Records provided »

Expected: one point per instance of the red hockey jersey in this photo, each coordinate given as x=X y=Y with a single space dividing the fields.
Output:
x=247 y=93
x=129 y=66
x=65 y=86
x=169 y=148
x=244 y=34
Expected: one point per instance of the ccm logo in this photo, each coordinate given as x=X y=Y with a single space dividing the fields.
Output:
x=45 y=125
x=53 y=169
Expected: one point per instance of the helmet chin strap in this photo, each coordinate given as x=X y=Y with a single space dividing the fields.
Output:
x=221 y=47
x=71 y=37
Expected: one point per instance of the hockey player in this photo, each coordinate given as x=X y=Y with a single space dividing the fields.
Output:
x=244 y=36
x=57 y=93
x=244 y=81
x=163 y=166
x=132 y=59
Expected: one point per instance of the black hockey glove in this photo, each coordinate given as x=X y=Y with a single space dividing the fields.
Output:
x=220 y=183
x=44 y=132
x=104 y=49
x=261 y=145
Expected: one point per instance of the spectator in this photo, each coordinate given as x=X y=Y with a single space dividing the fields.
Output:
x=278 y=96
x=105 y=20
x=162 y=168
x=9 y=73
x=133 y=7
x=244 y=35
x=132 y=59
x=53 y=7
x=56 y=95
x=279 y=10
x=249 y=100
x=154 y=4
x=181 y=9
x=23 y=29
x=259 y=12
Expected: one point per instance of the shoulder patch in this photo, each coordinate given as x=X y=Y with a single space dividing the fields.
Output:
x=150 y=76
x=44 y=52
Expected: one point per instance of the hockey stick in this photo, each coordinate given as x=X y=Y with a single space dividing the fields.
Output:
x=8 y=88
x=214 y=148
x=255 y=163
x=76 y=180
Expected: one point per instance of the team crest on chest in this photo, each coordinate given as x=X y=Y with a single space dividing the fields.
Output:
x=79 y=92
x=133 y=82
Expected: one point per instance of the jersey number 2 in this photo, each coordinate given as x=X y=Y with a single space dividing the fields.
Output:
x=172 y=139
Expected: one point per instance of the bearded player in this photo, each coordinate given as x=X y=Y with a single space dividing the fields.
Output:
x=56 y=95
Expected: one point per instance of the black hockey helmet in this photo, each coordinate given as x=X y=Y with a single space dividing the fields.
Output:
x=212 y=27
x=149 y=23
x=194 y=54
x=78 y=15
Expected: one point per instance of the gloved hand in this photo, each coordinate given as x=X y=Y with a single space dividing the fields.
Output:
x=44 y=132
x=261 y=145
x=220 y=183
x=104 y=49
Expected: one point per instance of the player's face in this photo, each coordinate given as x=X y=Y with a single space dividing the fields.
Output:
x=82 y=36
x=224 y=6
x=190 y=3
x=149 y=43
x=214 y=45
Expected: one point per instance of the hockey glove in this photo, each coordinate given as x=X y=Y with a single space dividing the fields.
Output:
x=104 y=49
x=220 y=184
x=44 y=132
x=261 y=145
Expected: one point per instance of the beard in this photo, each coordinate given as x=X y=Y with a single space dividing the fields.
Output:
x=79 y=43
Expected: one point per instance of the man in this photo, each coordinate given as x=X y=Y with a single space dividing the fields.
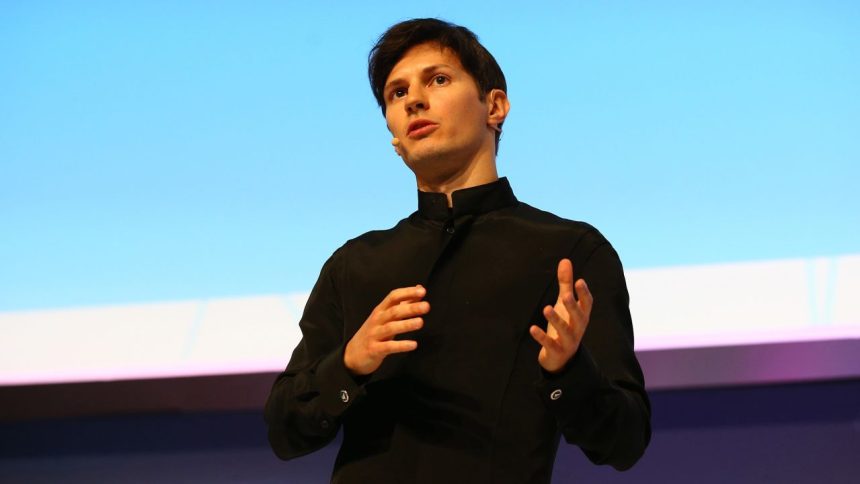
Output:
x=457 y=346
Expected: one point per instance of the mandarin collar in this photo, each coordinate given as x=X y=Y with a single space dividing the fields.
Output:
x=467 y=201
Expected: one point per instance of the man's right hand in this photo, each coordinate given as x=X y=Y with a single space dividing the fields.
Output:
x=400 y=312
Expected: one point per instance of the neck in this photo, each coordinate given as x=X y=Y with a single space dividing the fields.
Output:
x=471 y=175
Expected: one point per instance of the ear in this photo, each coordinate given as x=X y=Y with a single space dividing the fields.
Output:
x=498 y=107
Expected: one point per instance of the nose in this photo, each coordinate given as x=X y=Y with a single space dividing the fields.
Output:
x=416 y=100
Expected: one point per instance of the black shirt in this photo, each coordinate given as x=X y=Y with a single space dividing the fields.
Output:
x=471 y=404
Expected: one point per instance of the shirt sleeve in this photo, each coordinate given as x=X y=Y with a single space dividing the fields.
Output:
x=599 y=398
x=308 y=400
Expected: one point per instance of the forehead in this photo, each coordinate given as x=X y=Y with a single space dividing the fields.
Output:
x=421 y=56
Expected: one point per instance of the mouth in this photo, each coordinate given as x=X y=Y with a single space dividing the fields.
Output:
x=420 y=128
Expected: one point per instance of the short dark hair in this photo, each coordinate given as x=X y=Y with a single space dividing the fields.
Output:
x=401 y=37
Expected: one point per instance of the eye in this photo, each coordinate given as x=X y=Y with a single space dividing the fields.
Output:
x=440 y=80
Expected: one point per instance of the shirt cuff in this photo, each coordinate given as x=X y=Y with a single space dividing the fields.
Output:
x=577 y=383
x=339 y=389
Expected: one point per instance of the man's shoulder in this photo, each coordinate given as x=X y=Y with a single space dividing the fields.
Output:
x=549 y=223
x=378 y=237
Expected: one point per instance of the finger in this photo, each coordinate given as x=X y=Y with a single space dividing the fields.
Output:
x=586 y=300
x=384 y=348
x=398 y=295
x=544 y=339
x=564 y=330
x=565 y=277
x=392 y=329
x=404 y=311
x=573 y=310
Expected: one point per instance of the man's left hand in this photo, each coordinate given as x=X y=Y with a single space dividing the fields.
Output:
x=567 y=321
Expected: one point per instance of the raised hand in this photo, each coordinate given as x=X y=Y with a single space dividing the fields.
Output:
x=567 y=321
x=400 y=312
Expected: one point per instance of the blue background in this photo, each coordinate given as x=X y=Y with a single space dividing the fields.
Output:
x=159 y=151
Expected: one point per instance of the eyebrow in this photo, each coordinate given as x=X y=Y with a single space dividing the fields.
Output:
x=424 y=71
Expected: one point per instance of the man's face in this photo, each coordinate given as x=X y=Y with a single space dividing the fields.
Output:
x=434 y=109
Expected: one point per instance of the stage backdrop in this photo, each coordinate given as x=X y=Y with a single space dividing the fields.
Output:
x=172 y=176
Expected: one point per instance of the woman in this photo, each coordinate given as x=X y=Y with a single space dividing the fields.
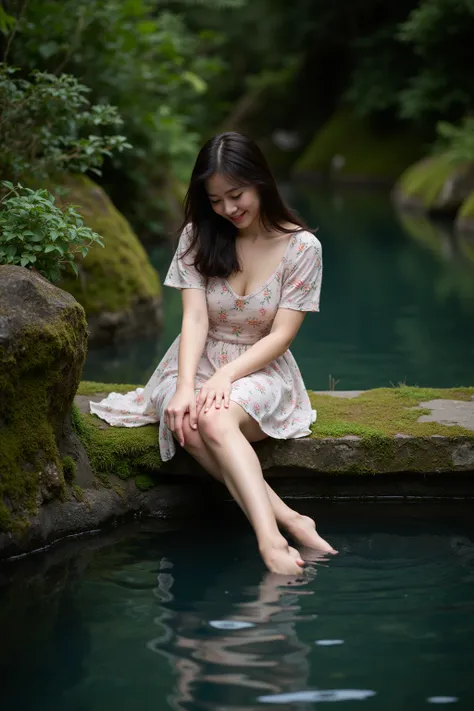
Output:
x=249 y=270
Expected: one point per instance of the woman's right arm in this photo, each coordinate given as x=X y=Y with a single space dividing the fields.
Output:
x=195 y=325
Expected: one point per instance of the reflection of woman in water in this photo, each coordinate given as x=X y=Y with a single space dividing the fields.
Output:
x=249 y=270
x=253 y=651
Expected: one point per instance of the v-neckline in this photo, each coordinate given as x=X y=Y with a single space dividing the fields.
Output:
x=272 y=276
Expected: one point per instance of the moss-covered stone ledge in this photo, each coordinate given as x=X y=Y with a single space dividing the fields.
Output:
x=402 y=442
x=384 y=431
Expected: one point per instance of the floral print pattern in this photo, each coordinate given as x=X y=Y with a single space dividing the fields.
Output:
x=275 y=395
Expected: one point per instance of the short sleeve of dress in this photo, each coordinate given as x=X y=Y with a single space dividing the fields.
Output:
x=182 y=274
x=301 y=286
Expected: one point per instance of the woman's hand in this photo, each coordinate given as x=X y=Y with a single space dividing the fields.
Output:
x=183 y=401
x=217 y=389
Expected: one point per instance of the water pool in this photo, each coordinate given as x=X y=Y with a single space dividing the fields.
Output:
x=183 y=616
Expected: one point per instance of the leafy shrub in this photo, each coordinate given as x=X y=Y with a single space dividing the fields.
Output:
x=456 y=141
x=49 y=126
x=36 y=233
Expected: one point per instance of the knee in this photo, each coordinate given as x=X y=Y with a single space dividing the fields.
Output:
x=192 y=438
x=213 y=425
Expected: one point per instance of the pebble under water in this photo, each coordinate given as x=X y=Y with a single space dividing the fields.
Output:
x=183 y=616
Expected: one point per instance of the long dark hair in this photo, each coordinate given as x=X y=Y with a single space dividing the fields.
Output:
x=213 y=237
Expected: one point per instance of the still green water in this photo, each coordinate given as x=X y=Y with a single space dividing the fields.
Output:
x=171 y=617
x=397 y=301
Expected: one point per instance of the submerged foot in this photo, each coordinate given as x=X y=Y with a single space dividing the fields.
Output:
x=303 y=530
x=282 y=558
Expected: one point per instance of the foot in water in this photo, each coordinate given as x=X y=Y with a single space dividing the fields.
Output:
x=303 y=530
x=283 y=559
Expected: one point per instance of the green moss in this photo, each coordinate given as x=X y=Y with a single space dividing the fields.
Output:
x=114 y=277
x=425 y=180
x=383 y=413
x=122 y=451
x=69 y=469
x=375 y=416
x=34 y=401
x=467 y=208
x=89 y=388
x=367 y=152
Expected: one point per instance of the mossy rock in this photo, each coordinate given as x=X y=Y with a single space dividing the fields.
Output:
x=435 y=185
x=375 y=420
x=117 y=286
x=43 y=338
x=465 y=218
x=348 y=147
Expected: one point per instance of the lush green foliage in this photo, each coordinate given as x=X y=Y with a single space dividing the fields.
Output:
x=178 y=70
x=48 y=126
x=456 y=142
x=142 y=58
x=34 y=232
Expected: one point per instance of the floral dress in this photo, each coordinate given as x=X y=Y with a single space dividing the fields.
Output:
x=274 y=396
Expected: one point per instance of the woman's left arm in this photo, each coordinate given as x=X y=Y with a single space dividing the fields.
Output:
x=284 y=329
x=286 y=325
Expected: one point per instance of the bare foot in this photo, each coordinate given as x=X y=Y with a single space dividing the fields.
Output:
x=281 y=558
x=303 y=529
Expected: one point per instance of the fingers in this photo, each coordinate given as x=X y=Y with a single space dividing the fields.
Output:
x=193 y=414
x=209 y=400
x=178 y=427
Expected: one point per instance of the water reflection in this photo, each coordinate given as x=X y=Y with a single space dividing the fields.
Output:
x=253 y=651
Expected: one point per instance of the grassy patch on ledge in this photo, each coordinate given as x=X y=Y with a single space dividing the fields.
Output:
x=384 y=412
x=375 y=416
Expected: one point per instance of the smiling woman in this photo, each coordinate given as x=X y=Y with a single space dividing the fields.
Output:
x=248 y=270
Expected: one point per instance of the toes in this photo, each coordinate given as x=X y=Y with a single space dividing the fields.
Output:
x=296 y=556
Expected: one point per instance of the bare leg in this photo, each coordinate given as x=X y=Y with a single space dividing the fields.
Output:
x=301 y=528
x=240 y=468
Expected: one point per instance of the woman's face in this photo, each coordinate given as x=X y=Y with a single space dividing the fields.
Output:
x=240 y=205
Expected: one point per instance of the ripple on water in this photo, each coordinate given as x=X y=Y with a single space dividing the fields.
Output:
x=315 y=695
x=442 y=699
x=230 y=624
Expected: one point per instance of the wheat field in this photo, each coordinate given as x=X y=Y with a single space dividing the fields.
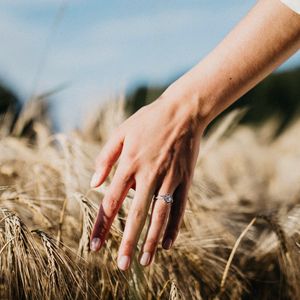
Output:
x=240 y=238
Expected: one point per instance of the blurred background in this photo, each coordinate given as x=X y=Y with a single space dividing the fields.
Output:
x=83 y=53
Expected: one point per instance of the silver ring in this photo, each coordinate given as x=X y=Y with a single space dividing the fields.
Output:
x=168 y=198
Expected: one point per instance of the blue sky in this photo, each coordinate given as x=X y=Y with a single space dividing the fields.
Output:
x=102 y=48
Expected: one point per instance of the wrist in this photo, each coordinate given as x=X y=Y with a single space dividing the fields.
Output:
x=193 y=101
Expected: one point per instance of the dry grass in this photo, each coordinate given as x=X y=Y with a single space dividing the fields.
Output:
x=47 y=211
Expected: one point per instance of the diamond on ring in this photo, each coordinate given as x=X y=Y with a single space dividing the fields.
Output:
x=168 y=198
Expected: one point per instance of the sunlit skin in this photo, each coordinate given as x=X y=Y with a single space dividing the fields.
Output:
x=157 y=147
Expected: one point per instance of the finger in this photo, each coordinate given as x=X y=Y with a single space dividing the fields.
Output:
x=135 y=221
x=176 y=215
x=159 y=217
x=107 y=158
x=113 y=198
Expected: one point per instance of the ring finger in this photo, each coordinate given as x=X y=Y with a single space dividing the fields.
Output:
x=159 y=217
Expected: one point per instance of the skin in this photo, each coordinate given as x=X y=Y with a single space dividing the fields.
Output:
x=157 y=147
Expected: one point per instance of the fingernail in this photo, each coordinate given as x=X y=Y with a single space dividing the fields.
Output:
x=95 y=244
x=167 y=244
x=95 y=179
x=123 y=262
x=145 y=259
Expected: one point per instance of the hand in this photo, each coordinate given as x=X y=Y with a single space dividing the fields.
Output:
x=157 y=149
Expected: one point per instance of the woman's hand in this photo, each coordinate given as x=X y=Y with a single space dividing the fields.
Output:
x=158 y=146
x=157 y=149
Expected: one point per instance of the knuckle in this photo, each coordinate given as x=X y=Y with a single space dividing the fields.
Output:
x=127 y=246
x=110 y=205
x=138 y=214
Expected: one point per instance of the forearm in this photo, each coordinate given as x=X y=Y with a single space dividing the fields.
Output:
x=264 y=39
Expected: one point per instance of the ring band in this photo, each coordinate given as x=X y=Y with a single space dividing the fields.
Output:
x=168 y=198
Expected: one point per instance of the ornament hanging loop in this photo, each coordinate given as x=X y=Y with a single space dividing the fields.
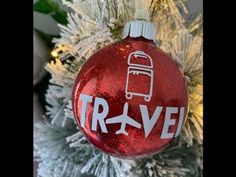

Set task »
Reproduce verbatim the records from the line containing "Expected: one point per instance of the blue background" through the line containing "x=195 y=325", omitting the pictures.

Result »
Expected: one point per instance of the blue background in this photo, each coordinate given as x=X y=Y with a single space dividing the fields.
Output:
x=159 y=151
Expected: one point per instance of the eyebrow in this photo, each coordinate given as x=X y=Y with a single space dividing the fields.
Output:
x=424 y=71
Expected: one point per instance of the man's face in this photo, each coordinate given as x=X y=Y with a single space dividing the fields.
Output:
x=434 y=109
Expected: one point per instance of the stage backdrop in this photo, each coordinate given as x=X y=Y with a single space dividing the fields.
Output:
x=172 y=176
Expected: one point per instance of the woman in this photo, each coordinate given as x=X y=Y with a single space dividing the fields.
Output:
x=249 y=270
Expected: one point per instance of the woman's right arm in this photo, each coordinate given as x=X y=Y with a single space dividing the fields.
Output:
x=195 y=325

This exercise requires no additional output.